Problem 1
Please copy the whole piece on America's digital divide word for word.
Begin Reading passage
The stark geography of America’s digital divide

Many factors shape America’s digital divide.  The access we have to broadband – or even just to the internet – depends in part on our income, our race, our age, and our education.  (I’ve written about this.)

Perhaps the strongest driver of digital inequality is geography.  Simply put, the more rural one is, the worse the internet access is.  The more urban, the better.  Yes, there are exceptions, obviously, with some urban poor folks lacking access and some country people enjoying broadband.  But the pattern remains.

You can see it clearly in this week’s new Pew Research memo by Monica Anderson. To be clear, in this research they didn’t poll internet speeds, but Americans’ attitudes towards their internet access of lack thereof, so this measures subjective rather than objective responses.  But unless we want to view rural Americans as unusually cranky, and suburban/urban people as unnaturally cheerful, this should be a good guide to attitudes and probably their underlying reality.

To begin with, your attitude towards broadband depends on where you live:

roughly six-in-ten rural Americans (58%) believe access to high speed internet is a problem in their area.

By contrast, smaller shares of Americans who live in urban areas (13%) or the suburbs (9%) view access to high-speed internet service as a major problem in their area… [A] majority of both urban and suburban residents report that this is not an issue in their local community… [emphasis in original]

Interestingly, some non-geographic factors don’t seem to make a difference for rural people’s internet attitudes:

20% of rural adults whose household income is less than $30,000  a year say access to high speed internet is a major problem, but so do 23% of rural residents living in households earning $75,000 or more annually. These sentiments are also similar between rural adults who have a bachelor’s or advanced degree and those with lower levels of educational attainment.
End Reading passage
Begin Given data
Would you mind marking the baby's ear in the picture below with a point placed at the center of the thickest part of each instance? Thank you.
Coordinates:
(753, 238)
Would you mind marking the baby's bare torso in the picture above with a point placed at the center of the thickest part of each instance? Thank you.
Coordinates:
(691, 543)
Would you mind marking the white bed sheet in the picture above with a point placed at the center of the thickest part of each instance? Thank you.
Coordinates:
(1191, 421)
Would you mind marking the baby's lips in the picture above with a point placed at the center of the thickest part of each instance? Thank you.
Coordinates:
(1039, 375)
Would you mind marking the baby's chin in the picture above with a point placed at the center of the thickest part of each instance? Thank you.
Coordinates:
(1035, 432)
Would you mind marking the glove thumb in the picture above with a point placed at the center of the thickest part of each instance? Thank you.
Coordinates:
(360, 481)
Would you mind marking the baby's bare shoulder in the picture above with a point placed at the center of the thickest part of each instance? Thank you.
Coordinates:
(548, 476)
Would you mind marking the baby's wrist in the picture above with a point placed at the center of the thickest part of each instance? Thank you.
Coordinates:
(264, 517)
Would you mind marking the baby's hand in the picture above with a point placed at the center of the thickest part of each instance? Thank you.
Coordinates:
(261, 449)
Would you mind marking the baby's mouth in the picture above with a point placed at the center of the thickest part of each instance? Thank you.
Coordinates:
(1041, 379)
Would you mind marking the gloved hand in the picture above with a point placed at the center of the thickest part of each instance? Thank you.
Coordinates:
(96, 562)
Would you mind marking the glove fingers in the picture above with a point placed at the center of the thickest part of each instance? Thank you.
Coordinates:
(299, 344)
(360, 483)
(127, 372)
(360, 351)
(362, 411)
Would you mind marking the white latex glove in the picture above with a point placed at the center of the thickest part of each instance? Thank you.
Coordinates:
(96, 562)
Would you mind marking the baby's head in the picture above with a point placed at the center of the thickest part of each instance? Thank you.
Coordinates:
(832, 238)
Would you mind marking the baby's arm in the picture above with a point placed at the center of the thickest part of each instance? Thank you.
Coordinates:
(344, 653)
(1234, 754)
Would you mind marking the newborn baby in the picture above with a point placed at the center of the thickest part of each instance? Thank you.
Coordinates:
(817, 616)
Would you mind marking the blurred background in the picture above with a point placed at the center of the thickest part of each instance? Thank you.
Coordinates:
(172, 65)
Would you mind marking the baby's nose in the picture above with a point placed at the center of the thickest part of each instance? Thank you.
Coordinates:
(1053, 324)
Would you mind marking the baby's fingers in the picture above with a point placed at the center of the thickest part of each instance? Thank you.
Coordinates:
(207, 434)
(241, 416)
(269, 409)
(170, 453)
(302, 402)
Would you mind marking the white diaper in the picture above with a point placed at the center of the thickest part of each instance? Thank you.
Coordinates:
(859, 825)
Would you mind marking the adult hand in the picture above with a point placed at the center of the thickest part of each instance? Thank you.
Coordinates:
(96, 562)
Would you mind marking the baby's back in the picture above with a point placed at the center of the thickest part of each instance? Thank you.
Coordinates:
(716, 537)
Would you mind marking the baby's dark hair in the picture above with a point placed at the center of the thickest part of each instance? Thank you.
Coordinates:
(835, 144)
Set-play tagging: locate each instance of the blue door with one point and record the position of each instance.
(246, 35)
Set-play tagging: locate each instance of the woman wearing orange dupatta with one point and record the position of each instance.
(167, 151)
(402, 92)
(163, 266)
End Given data
Problem 2
In the listing, write out the lines starting at the one containing "Would you mind marking the blurred" and ending at the one containing "(1053, 324)", both included, reproducing each line exactly.

Correct result 1
The stark geography of America’s digital divide

Many factors shape America’s digital divide.  The access we have to broadband – or even just to the internet – depends in part on our income, our race, our age, and our education.  (I’ve written about this.)

Perhaps the strongest driver of digital inequality is geography.  Simply put, the more rural one is, the worse the internet access is.  The more urban, the better.  Yes, there are exceptions, obviously, with some urban poor folks lacking access and some country people enjoying broadband.  But the pattern remains.

You can see it clearly in this week’s new Pew Research memo by Monica Anderson. To be clear, in this research they didn’t poll internet speeds, but Americans’ attitudes towards their internet access of lack thereof, so this measures subjective rather than objective responses.  But unless we want to view rural Americans as unusually cranky, and suburban/urban people as unnaturally cheerful, this should be a good guide to attitudes and probably their underlying reality.

To begin with, your attitude towards broadband depends on where you live:

roughly six-in-ten rural Americans (58%) believe access to high speed internet is a problem in their area.

By contrast, smaller shares of Americans who live in urban areas (13%) or the suburbs (9%) view access to high-speed internet service as a major problem in their area… [A] majority of both urban and suburban residents report that this is not an issue in their local community… [emphasis in original]

Interestingly, some non-geographic factors don’t seem to make a difference for rural people’s internet attitudes:

20% of rural adults whose household income is less than $30,000  a year say access to high speed internet is a major problem, but so do 23% of rural residents living in households earning $75,000 or more annually. These sentiments are also similar between rural adults who have a bachelor’s or advanced degree and those with lower levels of educational attainment.

Correct result 2
Would you mind marking the blurred background in the picture above with a point placed at the center of the thickest part of each instance? Thank you.
Coordinates:
(172, 65)
Would you mind marking the baby's nose in the picture above with a point placed at the center of the thickest part of each instance? Thank you.
Coordinates:
(1053, 324)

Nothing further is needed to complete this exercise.